> _Problem description_
Please render the lines below as a numbered list, skipping any blank lines and leaving the pictures out.
---- Task data
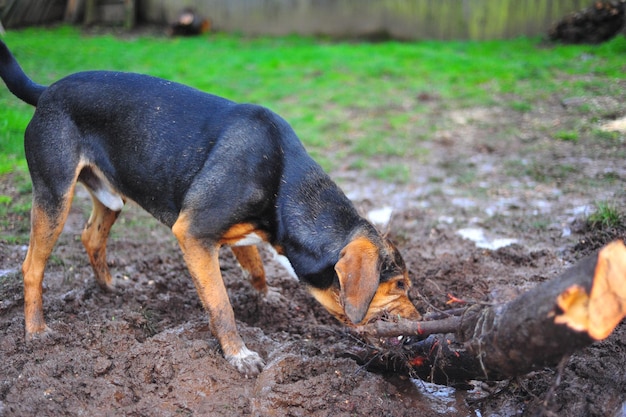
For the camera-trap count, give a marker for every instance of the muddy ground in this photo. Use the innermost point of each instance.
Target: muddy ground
(498, 204)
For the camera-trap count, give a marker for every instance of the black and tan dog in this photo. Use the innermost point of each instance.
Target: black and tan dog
(216, 172)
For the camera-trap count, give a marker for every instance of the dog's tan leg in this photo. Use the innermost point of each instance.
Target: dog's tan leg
(203, 264)
(46, 226)
(250, 261)
(94, 239)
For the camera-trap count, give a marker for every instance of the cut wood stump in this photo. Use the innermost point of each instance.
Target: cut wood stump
(536, 330)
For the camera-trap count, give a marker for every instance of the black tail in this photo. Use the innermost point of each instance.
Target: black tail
(19, 84)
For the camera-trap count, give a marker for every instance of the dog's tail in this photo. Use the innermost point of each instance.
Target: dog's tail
(14, 77)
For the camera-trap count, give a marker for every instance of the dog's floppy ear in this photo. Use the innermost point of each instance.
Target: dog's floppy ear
(358, 272)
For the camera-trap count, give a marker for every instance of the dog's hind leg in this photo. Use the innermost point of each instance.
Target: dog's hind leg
(94, 238)
(250, 261)
(48, 216)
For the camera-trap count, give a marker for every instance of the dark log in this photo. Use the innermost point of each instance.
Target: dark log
(595, 24)
(536, 330)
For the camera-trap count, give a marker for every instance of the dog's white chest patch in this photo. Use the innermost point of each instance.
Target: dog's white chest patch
(250, 239)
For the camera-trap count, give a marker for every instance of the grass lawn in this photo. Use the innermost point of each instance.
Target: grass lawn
(344, 99)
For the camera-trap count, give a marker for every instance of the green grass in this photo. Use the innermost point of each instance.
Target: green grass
(606, 216)
(342, 98)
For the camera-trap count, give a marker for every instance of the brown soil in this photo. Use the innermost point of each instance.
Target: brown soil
(146, 350)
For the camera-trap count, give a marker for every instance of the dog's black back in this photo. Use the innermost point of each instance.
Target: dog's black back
(197, 148)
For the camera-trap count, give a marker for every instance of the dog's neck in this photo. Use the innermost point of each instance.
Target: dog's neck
(312, 235)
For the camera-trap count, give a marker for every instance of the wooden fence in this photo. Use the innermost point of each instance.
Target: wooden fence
(399, 19)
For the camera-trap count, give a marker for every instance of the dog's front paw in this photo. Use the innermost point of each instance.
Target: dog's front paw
(44, 334)
(247, 362)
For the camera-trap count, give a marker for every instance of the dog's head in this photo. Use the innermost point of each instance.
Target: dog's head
(373, 281)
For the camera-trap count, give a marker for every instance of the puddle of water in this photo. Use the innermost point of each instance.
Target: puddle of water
(481, 240)
(444, 400)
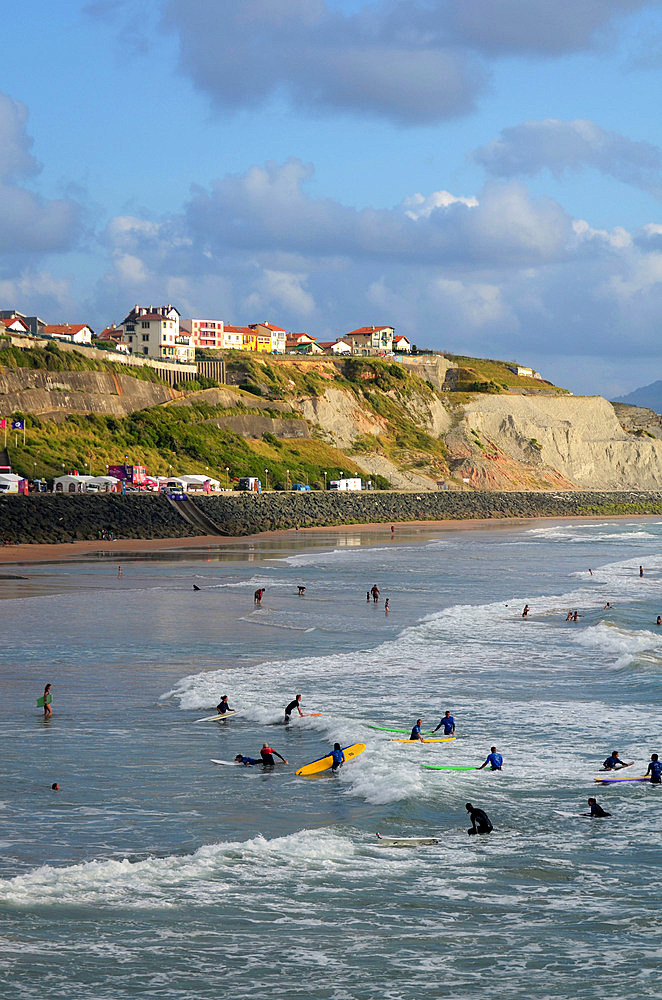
--------
> _Response_
1. For the camera-trap count, give a marker for every instance of the muddy ground in this photo. Use the innermost point of each instance.
2. Target: muddy ground
3. (498, 204)
4. For the camera-trap count, give a marker for every instance of the black and tan dog in this photo. Use the innermost point of each instance.
5. Target: black and tan dog
6. (216, 172)
7. For the camera-trap count, give a marker for every instance of the dog's tan leg in this photo. Use the innermost point of each instance.
8. Target: dog's tan leg
9. (203, 264)
10. (46, 226)
11. (250, 261)
12. (94, 239)
13. For the camera-trap count, give a marker for every instance of the cut wood stump in this photo. Use the innermost point of each instance.
14. Target: cut wood stump
15. (536, 330)
16. For the camera-trap count, give a marker for every instance of the black tail in this photo. Use the innermost point of each instance.
17. Target: black tail
18. (19, 84)
19. For the camera-trap count, give a marker for every instance of the dog's tail in this photo. Use the innermost point of each instance.
20. Target: dog's tail
21. (14, 77)
22. For the camera-trap count, give a marker for every instance of the dog's floppy ear in this photo. Use the innermost point of each instance.
23. Target: dog's floppy ear
24. (358, 272)
25. For the camera-trap count, give a marker for every instance of the dog's hind leg in this photo. Use the innermost point of each instance.
26. Target: dog's hind leg
27. (94, 238)
28. (250, 261)
29. (48, 216)
30. For the camera-trap count, give a marker for every instance of the dark log in this photo. Use the innermost point of each instance.
31. Target: dark log
32. (595, 24)
33. (536, 330)
34. For the camera-trap count, give a marker for every instance of the dog's white chest patch in this photo. Use the innermost point of each instance.
35. Target: dog's white chest patch
36. (250, 239)
37. For the camera-trap count, give a marker for every instance of the grass lawn in this photo. Use the innermost point of each instance.
38. Target: grass lawn
39. (344, 99)
40. For the camera-trap count, give a marker for every instance of the green grass in this photo. Use the innermost point of each instance.
41. Target: green grass
42. (606, 216)
43. (342, 98)
44. For the camera-trap count, give a marker for every instance of the brown soil in this photo. Use the innermost point of each instance.
45. Target: brown soil
46. (146, 350)
47. For the camera-trap count, give a marker for every instance of the dog's black back in this photo. Use the innermost point of each instance.
48. Target: dog's black back
49. (197, 148)
50. For the camera-trap count, give a marker for every instance of the dog's neck in this photo. Use the innermost point of each instance.
51. Target: dog's neck
52. (312, 235)
53. For the camera-trap count, give a marker for every instance of the wooden fence in this photo. Use the innermost point of each instance.
54. Target: wooden fence
55. (399, 19)
56. For the camera-trap count, give a marker for every instance of the dog's front paw in this photo. Use the innermost point of each instance.
57. Target: dog's front paw
58. (44, 334)
59. (247, 362)
60. For the camera-trap count, give a marker for every instance of the dog's head in this photo. Use the innermost point of each instance.
61. Target: dog's head
62. (373, 281)
63. For the camera-trap count, give a marker for every instance of the puddle of water in this photo. Use the innermost point of each instance.
64. Target: puddle of water
65. (481, 240)
66. (444, 400)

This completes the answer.